_Exercise goal:_
Copy out every entry below word for word, leaving out the pictures.

_Records provided:_
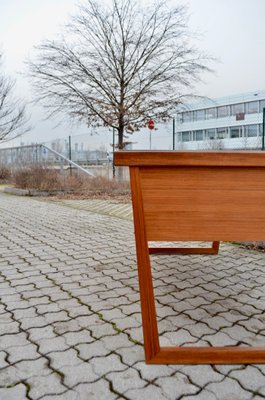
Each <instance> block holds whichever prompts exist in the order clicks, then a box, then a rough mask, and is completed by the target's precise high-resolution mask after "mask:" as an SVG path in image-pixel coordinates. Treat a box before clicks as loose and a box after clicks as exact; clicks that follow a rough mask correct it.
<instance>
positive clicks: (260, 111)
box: [259, 100, 265, 112]
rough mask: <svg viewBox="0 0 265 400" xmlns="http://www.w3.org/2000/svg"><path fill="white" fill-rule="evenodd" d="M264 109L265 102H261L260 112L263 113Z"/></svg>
mask: <svg viewBox="0 0 265 400" xmlns="http://www.w3.org/2000/svg"><path fill="white" fill-rule="evenodd" d="M263 108H265V100H260V102H259V112H263Z"/></svg>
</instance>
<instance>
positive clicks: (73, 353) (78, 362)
mask: <svg viewBox="0 0 265 400" xmlns="http://www.w3.org/2000/svg"><path fill="white" fill-rule="evenodd" d="M48 359H49V360H50V365H51V366H52V368H55V369H56V370H58V369H60V368H61V367H64V366H72V367H73V366H75V365H78V364H81V363H82V360H81V359H80V358H79V356H78V352H77V351H76V350H75V349H68V350H64V351H54V352H51V353H49V355H48Z"/></svg>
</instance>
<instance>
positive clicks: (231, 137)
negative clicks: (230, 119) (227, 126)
mask: <svg viewBox="0 0 265 400" xmlns="http://www.w3.org/2000/svg"><path fill="white" fill-rule="evenodd" d="M242 136H243V127H242V126H232V127H231V128H230V137H231V138H238V137H242Z"/></svg>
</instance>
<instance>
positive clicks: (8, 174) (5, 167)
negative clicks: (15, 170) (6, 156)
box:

_Response to this task:_
Each <instance> block holds whichever prompts exist in the order clicks, then a box, then a rough mask, and is completed by the target's precise high-resolution mask after "mask:" as an SVG path in image-pixel coordinates. Treat a box before clicks as loose and a box after clicks as exact; clicks that follow a rough mask correct it.
<instance>
positive clicks: (260, 111)
box: [259, 100, 265, 112]
rough mask: <svg viewBox="0 0 265 400" xmlns="http://www.w3.org/2000/svg"><path fill="white" fill-rule="evenodd" d="M264 109L265 102H261L260 112L263 113Z"/></svg>
mask: <svg viewBox="0 0 265 400" xmlns="http://www.w3.org/2000/svg"><path fill="white" fill-rule="evenodd" d="M263 108H265V100H260V102H259V112H263Z"/></svg>
</instance>
<instance>
positive clicks: (73, 353) (78, 362)
mask: <svg viewBox="0 0 265 400" xmlns="http://www.w3.org/2000/svg"><path fill="white" fill-rule="evenodd" d="M48 359H49V360H50V365H51V366H52V368H55V369H56V370H58V369H60V368H61V367H64V366H72V367H73V366H75V365H78V364H81V363H82V360H81V359H80V358H79V356H78V352H77V351H76V350H75V349H68V350H64V351H54V352H51V353H49V355H48Z"/></svg>
</instance>
<instance>
positive clicks: (231, 137)
negative clicks: (230, 119) (227, 126)
mask: <svg viewBox="0 0 265 400" xmlns="http://www.w3.org/2000/svg"><path fill="white" fill-rule="evenodd" d="M242 136H243V127H242V126H232V127H231V128H230V137H231V138H238V137H242Z"/></svg>
</instance>
<instance>
positive clicks: (8, 174) (5, 167)
negative clicks: (15, 170) (6, 156)
box:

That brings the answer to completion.